→ Required task:
Repeat the material below word for word and leave out all pictures.

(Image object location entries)
•••
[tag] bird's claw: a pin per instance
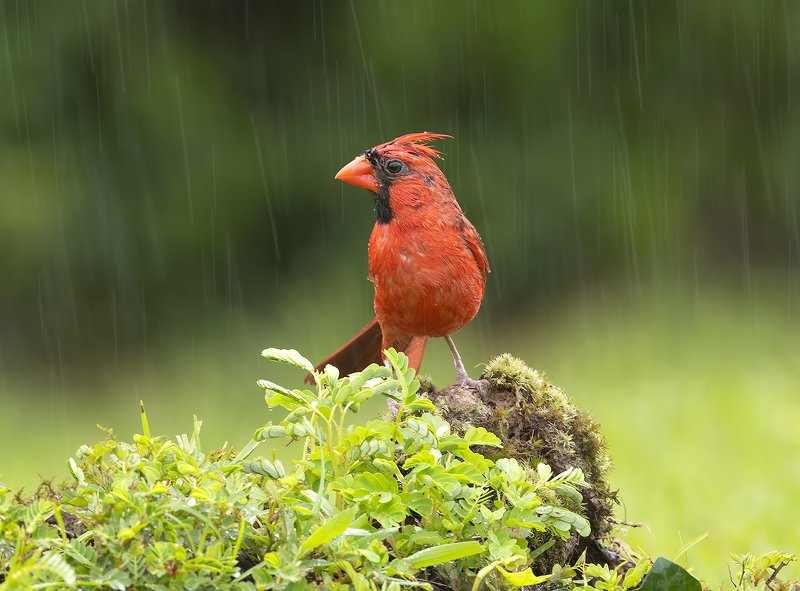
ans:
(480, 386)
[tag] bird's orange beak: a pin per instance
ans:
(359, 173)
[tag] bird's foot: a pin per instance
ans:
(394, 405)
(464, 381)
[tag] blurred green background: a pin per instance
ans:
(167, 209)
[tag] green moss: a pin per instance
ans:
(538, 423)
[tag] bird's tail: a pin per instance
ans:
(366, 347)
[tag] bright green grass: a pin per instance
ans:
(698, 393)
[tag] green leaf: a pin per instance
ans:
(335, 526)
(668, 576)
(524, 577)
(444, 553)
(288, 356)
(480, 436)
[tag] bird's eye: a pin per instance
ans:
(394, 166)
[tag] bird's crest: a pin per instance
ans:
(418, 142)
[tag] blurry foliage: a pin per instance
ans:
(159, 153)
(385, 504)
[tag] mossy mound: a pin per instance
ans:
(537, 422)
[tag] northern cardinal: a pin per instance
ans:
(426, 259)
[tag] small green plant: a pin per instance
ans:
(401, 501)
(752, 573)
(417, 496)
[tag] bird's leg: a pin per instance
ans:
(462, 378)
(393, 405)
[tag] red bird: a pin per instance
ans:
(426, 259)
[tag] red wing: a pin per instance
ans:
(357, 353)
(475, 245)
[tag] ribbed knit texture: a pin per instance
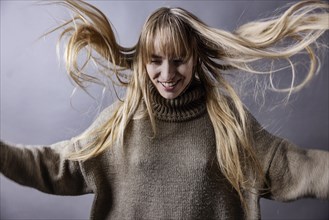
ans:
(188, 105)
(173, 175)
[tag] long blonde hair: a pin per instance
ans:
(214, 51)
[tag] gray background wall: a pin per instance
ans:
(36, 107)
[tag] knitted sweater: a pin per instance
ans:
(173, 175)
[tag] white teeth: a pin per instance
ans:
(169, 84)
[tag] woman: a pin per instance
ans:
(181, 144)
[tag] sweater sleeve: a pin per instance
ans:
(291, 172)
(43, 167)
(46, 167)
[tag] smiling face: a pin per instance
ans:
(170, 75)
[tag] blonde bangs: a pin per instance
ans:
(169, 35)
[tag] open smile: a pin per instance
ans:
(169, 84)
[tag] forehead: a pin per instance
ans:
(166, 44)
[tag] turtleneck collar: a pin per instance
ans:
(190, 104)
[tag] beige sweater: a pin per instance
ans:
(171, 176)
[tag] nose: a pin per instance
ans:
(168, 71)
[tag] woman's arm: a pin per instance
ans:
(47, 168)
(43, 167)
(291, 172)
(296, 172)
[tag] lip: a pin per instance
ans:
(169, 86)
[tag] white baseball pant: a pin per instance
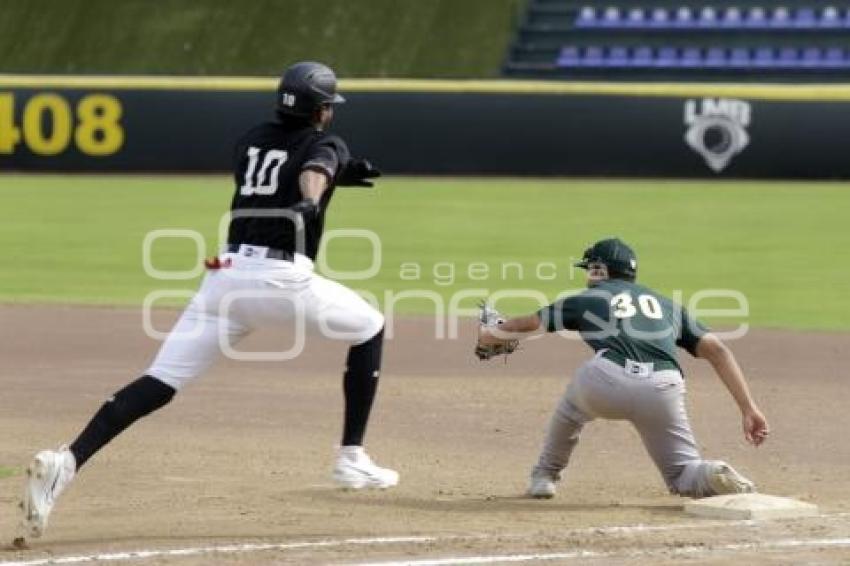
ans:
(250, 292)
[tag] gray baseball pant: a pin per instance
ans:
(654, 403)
•••
→ Exercise response:
[tag] bird's claw: a pin per instance
ans:
(480, 386)
[tag] bird's orange beak: a pin per instance
ans:
(359, 173)
[tag] bird's foot: a pin per instance
ans:
(394, 405)
(464, 381)
[tag] blurred green background: a pin per instance
ans:
(167, 209)
[tag] green moss: a pin per instance
ans:
(538, 423)
[tag] bird's tail: a pin per instance
ans:
(366, 347)
[tag] bright green grass: a pin per instance
ans:
(698, 393)
[tag] green leaf: a pin per instance
ans:
(335, 526)
(668, 576)
(524, 577)
(444, 553)
(288, 356)
(480, 436)
[tag] bird's eye: a pin per instance
ans:
(394, 166)
[tag] bird's crest: a pin per instance
ans:
(418, 142)
[tag] blurry foliage: a pin per instance
ans:
(159, 153)
(385, 504)
[tag] mossy mound: a pin per instance
ans:
(537, 422)
[tag] northern cardinal: a pin per instance
ans:
(426, 259)
[tag] small green plant: a pin per instance
ans:
(401, 501)
(752, 573)
(417, 496)
[tag] bird's leg: a pin per instance
ans:
(462, 378)
(393, 405)
[tag] red bird: a pin per instance
ans:
(426, 259)
[tag] red wing: a pin per instance
ans:
(357, 353)
(475, 245)
[tag] ribbed knit texture: a pin per instance
ans:
(188, 105)
(173, 175)
[tag] long blonde hair: a pin per instance
ans:
(214, 51)
[tag] gray background wall: a pin per instance
ans:
(36, 107)
[tag] knitted sweater: a pin per instance
ans:
(173, 175)
[tag] white teeth: a pin per instance
ans:
(169, 84)
[tag] woman: a pin per instance
ans:
(181, 144)
[tag] sweater sleeve: a pin per instance
ans:
(291, 172)
(43, 167)
(46, 167)
[tag] smiling face: a pin per instance
ans:
(170, 75)
[tag] blonde bangs: a pin per instance
ans:
(169, 35)
[tag] open smile: a pin per instance
ans:
(169, 84)
[tag] forehead: a pin per instance
ans:
(166, 44)
[tag] turtleneck collar: a pin per instance
ans:
(190, 104)
[tag] beige sweater: a pin per instance
ans:
(171, 176)
[tag] nose: a pin per instance
ans:
(168, 71)
[tag] woman's arm: a pin per instance
ans:
(47, 168)
(43, 167)
(291, 172)
(296, 172)
[tag] lip: a pin per instance
ans:
(169, 86)
[tag] white baseball pant: a pin per instance
ans:
(250, 292)
[tag] gray baseball pant: a pin per instance
ans:
(654, 403)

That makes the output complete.